◆ Your goal: Please give the listing again, word for word, with nothing left out.
:::
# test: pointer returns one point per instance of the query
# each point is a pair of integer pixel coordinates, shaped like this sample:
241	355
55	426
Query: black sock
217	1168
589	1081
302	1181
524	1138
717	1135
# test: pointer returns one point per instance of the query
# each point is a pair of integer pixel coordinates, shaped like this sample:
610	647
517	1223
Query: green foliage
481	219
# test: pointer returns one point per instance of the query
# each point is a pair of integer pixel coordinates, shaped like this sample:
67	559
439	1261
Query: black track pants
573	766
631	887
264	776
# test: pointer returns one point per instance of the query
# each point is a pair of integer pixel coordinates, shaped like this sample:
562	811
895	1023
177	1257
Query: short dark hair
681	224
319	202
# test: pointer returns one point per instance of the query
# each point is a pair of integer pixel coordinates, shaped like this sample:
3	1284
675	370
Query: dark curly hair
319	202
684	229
:::
◆ Result for this task:
# test: pointer returns one point per instance of the query
# each point is a pair of integer pixel coordinates, shaped like this sample:
241	355
55	426
Query: black sock
217	1168
589	1081
302	1181
524	1138
717	1135
# test: pointer returns one point per instance of the query
# each point is a pair of integer pixel coordinates, shaped like this sample:
610	647
517	1223
Query: green foliage
481	219
# test: pointer returns one point per instance of the query
# each point is a pair of integer pixel coordinates, shaped like this sample:
67	559
439	1261
Query: black track pants
573	766
631	887
264	776
# test: pointer returns one point per instance of the query
# each point is a pair of integer pixel coordinates, shaped like this sample:
562	811
895	1023
177	1257
Query: short dark hair
681	224
319	202
# test: pointer returns one point per instance of the query
# each point is a pair of integer pixel coordinates, shaped like this sample:
3	1284
675	370
Query: dark curly hair
319	202
684	229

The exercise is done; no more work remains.